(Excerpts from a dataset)
-- Opening Marker --

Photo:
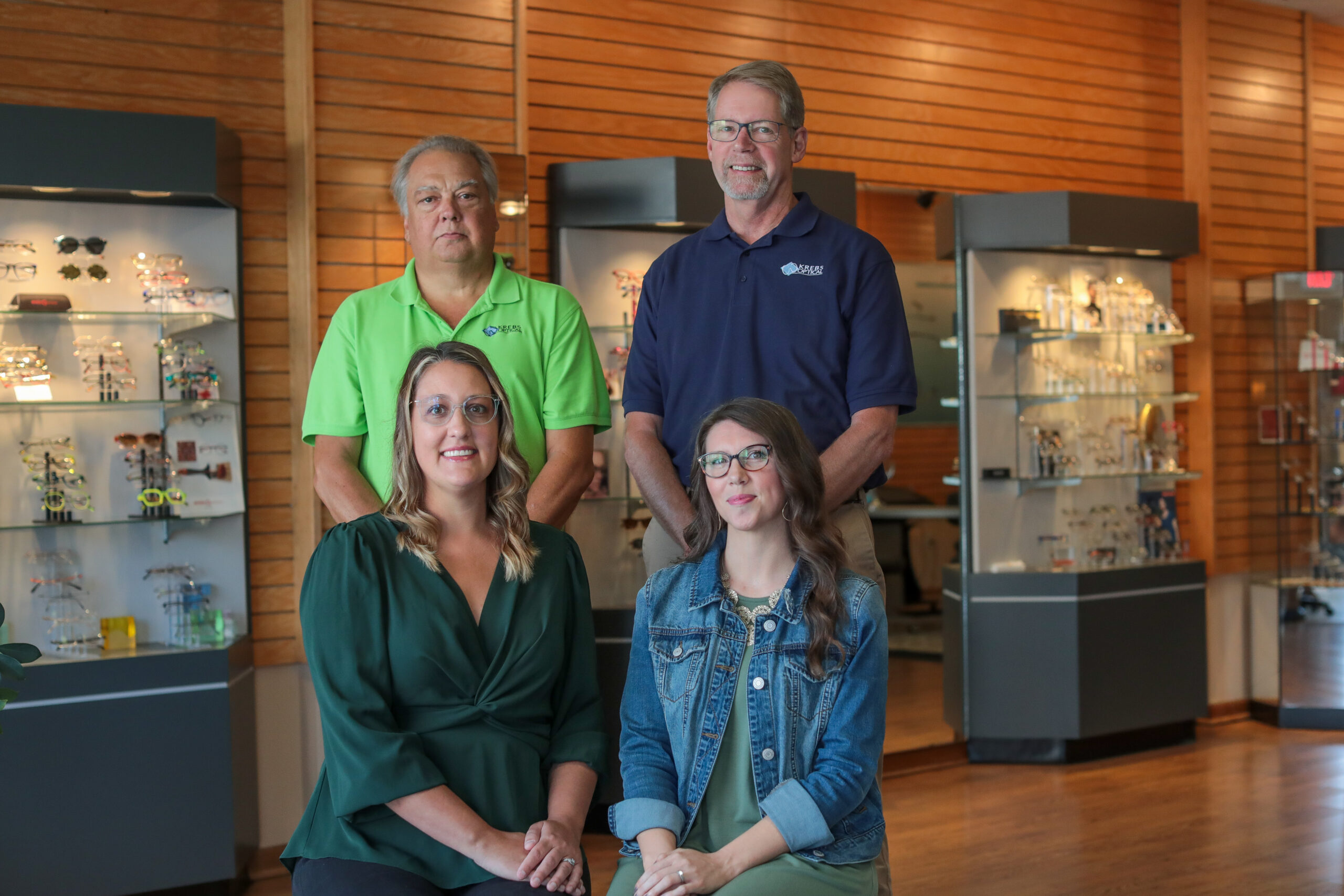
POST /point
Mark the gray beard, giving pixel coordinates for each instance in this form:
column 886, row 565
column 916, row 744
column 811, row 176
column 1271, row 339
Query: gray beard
column 759, row 188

-- Closing Marker --

YOUR INSTRUCTIONS
The job here is to retype the data exactly, with no pictures included.

ANSWER TO THIS TASK
Photo:
POST /point
Mark the gray beard, giving pixel coordinates for each instance in this form:
column 886, row 565
column 916, row 744
column 811, row 176
column 1271, row 339
Query: gray beard
column 759, row 188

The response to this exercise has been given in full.